* _Action item_: Exact repetition of the whole listing is what this exercise asks for.

* _Supplied data_:
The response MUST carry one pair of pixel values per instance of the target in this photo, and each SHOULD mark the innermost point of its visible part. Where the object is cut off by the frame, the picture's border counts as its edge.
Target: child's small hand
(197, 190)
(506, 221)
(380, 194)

* _Solution for this problem_:
The response MUST carry one pair of pixel values per instance of the target in this photo, and each SHOULD mark the innermost point of its visible part. Where the object is cut off by the frame, the picture's border counts as its edge.
Target: child's small hand
(197, 190)
(506, 221)
(380, 194)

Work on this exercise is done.